··· Exercise data

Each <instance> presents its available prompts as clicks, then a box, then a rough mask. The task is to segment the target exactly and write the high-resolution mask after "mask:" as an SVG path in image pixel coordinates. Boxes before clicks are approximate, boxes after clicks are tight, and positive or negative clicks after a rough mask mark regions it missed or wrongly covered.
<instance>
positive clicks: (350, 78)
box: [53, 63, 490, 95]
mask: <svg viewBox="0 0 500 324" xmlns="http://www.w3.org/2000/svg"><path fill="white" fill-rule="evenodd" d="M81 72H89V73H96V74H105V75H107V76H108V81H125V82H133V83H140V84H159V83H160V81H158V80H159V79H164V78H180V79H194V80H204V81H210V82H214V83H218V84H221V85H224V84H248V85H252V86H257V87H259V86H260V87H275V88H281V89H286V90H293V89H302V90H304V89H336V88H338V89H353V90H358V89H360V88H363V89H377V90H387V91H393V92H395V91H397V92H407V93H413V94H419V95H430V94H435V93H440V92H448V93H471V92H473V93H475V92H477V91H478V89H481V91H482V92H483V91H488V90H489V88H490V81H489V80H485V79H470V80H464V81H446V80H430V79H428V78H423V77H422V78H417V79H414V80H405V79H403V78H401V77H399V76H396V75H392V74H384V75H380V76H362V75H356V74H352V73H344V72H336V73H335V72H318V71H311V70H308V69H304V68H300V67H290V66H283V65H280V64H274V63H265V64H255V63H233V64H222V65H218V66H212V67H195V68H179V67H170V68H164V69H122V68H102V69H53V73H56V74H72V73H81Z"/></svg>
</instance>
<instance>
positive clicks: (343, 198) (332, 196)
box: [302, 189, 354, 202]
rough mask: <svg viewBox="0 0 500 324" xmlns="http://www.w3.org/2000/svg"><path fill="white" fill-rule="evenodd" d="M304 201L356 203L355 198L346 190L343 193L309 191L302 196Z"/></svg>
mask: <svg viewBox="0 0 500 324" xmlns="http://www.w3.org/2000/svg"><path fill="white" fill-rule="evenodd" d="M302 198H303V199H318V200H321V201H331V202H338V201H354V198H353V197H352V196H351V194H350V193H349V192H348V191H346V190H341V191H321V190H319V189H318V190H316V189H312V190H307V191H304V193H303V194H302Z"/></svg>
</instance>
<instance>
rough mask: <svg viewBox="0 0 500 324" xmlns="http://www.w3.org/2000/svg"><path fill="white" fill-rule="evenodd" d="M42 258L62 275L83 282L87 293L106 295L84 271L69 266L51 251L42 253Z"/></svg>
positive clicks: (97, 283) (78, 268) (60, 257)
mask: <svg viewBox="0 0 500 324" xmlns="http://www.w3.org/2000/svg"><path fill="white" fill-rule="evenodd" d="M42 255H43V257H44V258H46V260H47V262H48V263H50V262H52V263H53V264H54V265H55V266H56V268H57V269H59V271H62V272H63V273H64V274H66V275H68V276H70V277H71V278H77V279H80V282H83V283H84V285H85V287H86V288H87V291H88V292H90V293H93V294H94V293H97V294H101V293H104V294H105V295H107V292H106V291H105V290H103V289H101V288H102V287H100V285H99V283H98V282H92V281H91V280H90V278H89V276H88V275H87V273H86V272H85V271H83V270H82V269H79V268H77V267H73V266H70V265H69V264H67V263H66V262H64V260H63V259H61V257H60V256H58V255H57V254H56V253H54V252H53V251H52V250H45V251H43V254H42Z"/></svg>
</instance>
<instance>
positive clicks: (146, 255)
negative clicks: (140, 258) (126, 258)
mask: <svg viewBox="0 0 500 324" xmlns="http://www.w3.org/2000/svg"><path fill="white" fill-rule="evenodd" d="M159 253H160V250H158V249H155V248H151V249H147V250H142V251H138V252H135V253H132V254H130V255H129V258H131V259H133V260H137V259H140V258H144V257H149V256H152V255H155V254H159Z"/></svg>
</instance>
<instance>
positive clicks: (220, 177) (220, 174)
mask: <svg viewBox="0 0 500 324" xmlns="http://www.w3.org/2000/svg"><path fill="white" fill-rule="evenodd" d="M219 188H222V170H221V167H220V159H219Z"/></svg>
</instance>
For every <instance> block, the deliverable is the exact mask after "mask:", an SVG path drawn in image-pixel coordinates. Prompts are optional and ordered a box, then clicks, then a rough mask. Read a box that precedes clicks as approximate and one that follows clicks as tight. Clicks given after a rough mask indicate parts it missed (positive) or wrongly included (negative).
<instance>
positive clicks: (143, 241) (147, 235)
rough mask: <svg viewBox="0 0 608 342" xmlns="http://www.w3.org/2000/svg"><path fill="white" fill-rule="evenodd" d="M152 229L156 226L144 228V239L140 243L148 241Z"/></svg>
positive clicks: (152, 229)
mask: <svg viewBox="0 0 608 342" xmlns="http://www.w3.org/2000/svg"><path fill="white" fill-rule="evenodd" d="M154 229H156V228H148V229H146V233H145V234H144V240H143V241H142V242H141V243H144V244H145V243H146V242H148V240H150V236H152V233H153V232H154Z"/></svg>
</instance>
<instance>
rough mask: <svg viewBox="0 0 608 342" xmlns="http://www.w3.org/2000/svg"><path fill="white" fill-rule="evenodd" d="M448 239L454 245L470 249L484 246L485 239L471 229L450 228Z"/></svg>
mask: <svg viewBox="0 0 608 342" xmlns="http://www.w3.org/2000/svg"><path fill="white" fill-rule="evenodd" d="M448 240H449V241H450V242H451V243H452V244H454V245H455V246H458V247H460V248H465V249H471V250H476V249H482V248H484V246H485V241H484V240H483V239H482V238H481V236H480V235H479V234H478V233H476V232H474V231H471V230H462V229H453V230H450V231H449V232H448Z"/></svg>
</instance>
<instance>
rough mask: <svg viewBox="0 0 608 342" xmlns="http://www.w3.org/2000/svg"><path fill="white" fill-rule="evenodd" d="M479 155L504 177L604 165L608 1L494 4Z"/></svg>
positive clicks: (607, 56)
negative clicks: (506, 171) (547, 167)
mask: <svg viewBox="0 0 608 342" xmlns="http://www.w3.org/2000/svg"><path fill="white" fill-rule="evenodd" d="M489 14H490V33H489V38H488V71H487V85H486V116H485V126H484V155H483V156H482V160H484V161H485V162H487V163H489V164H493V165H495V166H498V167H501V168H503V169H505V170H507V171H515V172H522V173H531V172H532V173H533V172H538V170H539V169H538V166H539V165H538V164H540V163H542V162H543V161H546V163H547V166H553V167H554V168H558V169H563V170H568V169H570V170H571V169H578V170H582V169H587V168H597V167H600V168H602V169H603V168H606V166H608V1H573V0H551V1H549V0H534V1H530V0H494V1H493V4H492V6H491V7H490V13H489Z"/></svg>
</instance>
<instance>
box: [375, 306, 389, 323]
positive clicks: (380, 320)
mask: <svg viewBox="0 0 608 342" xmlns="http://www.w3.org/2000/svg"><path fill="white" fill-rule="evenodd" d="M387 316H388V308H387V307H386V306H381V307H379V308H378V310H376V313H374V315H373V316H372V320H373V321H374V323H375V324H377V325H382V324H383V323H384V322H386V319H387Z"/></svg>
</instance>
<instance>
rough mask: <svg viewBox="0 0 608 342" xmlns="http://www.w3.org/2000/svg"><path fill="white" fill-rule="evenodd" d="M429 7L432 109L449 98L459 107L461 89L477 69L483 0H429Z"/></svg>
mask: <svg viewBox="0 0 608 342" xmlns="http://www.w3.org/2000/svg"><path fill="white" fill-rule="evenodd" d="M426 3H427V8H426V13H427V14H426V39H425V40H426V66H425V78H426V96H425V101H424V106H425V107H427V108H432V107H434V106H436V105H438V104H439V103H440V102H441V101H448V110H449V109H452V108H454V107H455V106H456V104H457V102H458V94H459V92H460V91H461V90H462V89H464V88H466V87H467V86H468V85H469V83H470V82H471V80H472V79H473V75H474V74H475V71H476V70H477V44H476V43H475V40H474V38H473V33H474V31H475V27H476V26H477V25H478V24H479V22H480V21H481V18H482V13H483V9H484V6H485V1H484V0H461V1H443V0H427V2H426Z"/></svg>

······
··· Exercise data

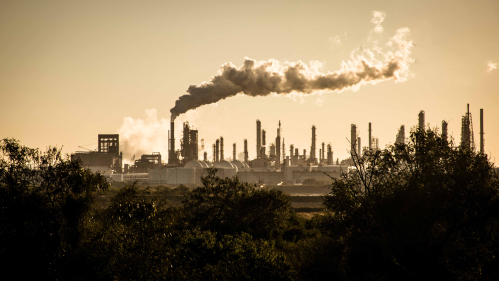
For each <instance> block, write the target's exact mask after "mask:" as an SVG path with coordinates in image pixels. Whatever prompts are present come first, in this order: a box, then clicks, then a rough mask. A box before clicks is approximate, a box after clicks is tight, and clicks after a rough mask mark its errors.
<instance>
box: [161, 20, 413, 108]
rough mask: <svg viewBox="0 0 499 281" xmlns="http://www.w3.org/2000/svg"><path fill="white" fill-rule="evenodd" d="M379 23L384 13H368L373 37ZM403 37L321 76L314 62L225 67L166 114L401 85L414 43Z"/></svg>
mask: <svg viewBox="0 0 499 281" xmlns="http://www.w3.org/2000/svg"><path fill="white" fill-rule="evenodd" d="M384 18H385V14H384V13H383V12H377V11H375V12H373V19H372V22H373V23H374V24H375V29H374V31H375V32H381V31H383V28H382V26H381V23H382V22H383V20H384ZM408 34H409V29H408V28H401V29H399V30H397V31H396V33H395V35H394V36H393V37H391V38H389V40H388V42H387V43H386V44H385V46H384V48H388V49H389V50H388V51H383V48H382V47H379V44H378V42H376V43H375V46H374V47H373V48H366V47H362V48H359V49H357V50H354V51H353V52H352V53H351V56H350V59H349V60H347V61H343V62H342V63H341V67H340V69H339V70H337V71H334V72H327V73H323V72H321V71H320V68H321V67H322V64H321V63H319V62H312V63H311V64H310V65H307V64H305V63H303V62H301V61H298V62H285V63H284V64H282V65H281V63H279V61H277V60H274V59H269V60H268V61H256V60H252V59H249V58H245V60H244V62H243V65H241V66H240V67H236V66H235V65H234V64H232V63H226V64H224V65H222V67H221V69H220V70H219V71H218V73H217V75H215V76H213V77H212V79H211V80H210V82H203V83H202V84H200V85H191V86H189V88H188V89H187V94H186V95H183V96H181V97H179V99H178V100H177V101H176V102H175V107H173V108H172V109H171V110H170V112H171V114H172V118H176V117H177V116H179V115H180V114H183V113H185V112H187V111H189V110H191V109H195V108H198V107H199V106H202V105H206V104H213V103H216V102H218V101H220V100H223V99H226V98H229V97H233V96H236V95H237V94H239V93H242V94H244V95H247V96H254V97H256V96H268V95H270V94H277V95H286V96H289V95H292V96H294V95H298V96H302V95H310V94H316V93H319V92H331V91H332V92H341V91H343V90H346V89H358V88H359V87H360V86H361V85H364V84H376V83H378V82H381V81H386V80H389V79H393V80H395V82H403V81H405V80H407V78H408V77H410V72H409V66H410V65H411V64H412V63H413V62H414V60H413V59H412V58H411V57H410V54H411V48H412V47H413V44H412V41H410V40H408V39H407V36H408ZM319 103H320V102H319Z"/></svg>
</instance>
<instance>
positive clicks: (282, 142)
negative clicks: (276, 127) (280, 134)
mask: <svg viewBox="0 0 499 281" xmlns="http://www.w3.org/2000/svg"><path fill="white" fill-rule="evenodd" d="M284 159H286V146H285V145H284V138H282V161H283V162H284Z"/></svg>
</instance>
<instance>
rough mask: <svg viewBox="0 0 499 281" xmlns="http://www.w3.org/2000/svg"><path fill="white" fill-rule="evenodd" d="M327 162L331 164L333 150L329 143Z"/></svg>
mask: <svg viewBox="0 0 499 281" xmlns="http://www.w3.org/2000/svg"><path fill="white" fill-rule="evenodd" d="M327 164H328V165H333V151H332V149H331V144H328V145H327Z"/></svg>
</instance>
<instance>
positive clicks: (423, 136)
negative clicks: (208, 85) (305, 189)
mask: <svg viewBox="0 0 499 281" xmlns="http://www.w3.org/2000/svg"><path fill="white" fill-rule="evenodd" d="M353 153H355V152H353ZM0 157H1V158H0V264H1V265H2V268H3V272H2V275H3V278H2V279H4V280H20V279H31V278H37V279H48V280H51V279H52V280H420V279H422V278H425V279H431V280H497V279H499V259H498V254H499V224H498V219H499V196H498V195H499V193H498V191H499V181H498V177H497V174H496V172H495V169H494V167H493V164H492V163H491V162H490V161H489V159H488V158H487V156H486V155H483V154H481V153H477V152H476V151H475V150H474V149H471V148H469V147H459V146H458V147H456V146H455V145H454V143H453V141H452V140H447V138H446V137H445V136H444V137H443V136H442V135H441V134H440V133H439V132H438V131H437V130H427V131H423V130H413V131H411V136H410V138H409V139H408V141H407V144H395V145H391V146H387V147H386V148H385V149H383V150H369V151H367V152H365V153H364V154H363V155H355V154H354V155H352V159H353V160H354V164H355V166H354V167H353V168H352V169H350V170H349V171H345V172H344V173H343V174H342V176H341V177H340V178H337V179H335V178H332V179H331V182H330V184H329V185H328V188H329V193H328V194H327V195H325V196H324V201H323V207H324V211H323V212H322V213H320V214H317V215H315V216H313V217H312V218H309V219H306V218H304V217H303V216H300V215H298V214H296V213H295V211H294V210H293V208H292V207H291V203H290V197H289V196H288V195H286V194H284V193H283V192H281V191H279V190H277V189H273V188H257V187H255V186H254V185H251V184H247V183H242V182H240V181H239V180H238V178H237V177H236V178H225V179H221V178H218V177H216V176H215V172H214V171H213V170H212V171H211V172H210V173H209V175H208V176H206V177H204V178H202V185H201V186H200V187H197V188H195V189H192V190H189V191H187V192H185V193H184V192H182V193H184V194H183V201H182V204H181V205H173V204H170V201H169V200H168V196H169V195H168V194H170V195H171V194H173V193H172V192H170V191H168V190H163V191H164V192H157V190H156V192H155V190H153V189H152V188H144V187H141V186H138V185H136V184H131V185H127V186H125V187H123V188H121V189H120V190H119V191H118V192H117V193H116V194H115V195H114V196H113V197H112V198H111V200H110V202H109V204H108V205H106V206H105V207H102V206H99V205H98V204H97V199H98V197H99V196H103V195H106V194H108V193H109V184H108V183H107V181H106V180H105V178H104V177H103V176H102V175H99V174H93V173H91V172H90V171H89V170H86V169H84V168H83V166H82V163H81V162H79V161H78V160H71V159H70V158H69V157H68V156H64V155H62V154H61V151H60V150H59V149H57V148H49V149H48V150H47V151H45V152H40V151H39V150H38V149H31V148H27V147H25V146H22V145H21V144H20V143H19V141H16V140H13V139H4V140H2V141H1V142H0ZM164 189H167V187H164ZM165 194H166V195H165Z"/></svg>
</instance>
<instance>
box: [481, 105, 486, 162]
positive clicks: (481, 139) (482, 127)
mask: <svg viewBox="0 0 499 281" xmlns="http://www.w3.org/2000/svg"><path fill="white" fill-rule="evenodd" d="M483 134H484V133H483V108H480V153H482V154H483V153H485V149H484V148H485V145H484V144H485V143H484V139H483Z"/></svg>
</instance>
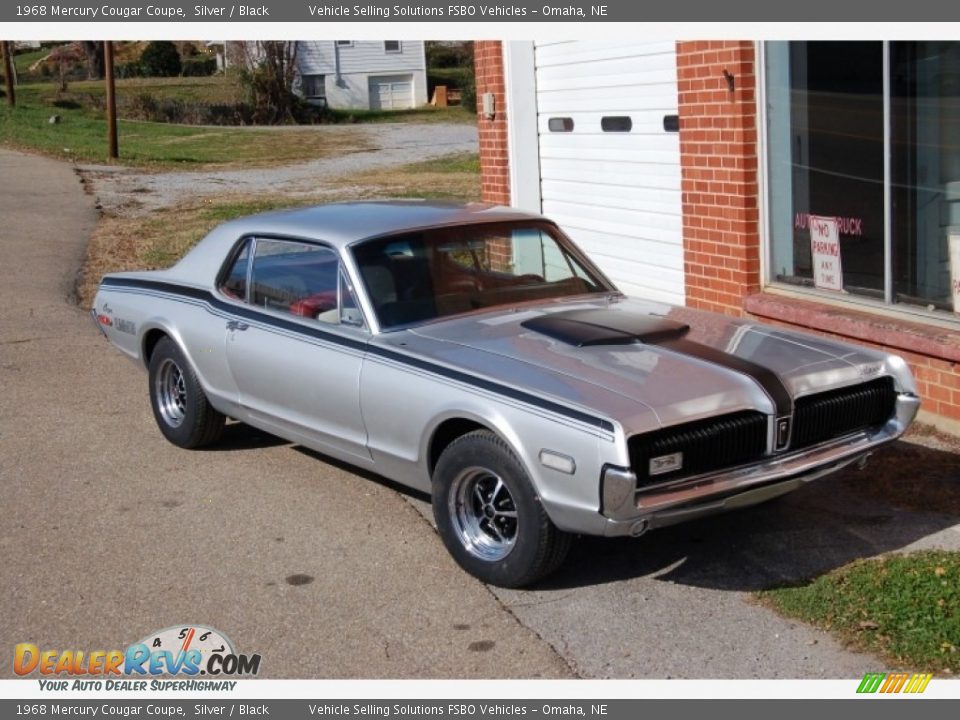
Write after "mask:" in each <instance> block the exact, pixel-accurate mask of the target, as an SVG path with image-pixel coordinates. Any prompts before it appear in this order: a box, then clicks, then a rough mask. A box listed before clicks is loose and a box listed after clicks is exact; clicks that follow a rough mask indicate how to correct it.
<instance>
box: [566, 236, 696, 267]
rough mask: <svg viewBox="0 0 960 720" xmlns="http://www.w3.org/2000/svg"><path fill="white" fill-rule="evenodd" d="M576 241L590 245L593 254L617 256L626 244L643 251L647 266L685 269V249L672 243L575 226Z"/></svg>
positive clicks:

······

> **What needs to be done**
Of the entries above, repeat exactly the lines from the line with "For each <instance>" through the line with "box: [161, 20, 413, 108]", both of them included.

> **Solution to this task**
For each <instance> block, write the target's exact mask after "mask:" as an SVG path with coordinates in image pixels. Whatever prompts are present come first, in this order: a box, then clicks, then a rough mask. A box before clicks is approximate, a box after clicks is tight, and clicks after a rough mask mark its errors.
<instance>
box: [161, 20, 413, 108]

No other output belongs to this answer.